» LA CONSIGNE:
Prolongez le texte sur le Chagall de Fontenay-sous-Bois à partir de sa dernière phrase.

» EXTRAIT FOURNI:
L’incroyable histoire du Chagall de Fontenay-sous-Bois
L’histoire de Fontenay-sous-Bois rassemble ces deux aspects. A la fin des années 1960, Eugène Balayn, un « homme d’un certain âge », vivait chichement à Fontenay. Il décide alors de remercier la ville qui lui fournit assistance et aides sociales en lui faisant don de son trésor : un Chagall, que l’artiste lui avait offert directement bien des années plus tôt.
« Il n’a posé qu’une condition, que le tableau soit exposé au public », précise Jean-Philippe Gautrais, le maire (FdG). Par souci de sécurité, l’original est prêté au Musée d’art et d’histoire du judaïsme mais une copie est bien exposée dans le hall de l’hôtel de ville. « C’est un geste très fort, poursuit l’élu. Ici, la culture ne sera jamais le parent pauvre. Nous avons 300 œuvres d’art, un salon qui fête ses 18 ans cette année, la première classe prépa art, un atelier d’artistes, etc. »
« Dans le même temps, des artistes de renom étaient liés au Parti, poursuit Noël Coret. Boris Taslitzky dont on trouve des œuvres à Gennevilliers ou Levallois-Perret, a réalisé de véritables témoignages de la vie ouvrière. »

» LISTE DES DONNÉES:

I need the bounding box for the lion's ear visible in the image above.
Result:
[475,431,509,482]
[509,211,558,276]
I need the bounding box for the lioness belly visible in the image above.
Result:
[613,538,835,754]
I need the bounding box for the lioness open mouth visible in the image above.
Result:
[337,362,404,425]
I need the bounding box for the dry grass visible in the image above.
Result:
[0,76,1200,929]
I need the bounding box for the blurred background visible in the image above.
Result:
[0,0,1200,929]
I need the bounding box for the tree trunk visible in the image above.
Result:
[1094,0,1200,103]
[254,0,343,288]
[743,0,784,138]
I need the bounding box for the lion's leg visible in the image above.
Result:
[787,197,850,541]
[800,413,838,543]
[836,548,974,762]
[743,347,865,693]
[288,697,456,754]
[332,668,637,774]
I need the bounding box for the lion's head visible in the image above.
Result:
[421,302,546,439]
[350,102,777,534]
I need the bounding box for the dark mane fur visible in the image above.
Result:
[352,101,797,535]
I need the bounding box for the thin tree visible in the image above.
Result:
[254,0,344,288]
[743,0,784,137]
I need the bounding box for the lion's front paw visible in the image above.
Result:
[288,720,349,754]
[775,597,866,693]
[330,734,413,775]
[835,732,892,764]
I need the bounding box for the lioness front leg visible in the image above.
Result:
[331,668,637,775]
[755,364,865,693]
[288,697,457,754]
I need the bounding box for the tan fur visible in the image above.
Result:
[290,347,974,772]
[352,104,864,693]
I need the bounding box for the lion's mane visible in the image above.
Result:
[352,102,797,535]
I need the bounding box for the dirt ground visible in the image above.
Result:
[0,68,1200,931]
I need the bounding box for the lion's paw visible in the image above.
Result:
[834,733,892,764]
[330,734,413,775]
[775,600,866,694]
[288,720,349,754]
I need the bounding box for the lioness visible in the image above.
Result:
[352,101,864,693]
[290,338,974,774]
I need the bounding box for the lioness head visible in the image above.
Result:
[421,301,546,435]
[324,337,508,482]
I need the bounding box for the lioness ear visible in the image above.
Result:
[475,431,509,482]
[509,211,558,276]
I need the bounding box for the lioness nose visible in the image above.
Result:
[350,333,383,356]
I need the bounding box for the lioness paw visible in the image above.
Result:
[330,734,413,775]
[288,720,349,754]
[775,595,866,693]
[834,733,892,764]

» RÉPONSE CI-DESSOUS:
Ce n’est donc pas un hasard si des villes populaires ou qui l’ont longtemps été se retrouvent propriétaires de tels trésors. « La banlieue est à l’origine de 95 % de la création contemporaine, analyse le conservateur. Ensuite Paris digère et revendique ces courants, mais c’est bien la banlieue qui façonne et imprime sa marque à l’art. Aujourd’hui c’est le cas avec le street art et le hip-hop. Je suis encore stupéfait de cette puissance créatrice. La banlieue est bien le terreau de l’art contemporain. »
LA BELLE RENCONTRE DU MAIRE DE VILLIERS-ADAM AVEC LE PEINTRE CORNEILLE
L’œuvre que Bruno Macé va prêter à l’exposition trône dans sa mairie de Villiers-Adam, un village de 850 âmes dans la vallée de l’Oise : un triptyque de près de 2,5 m sur 1,60 m du peintre Corneille, Guillaume Cornelis Beverloo de son vrai nom, une figure de l’art contemporain membre du mouvement artistique Cobra.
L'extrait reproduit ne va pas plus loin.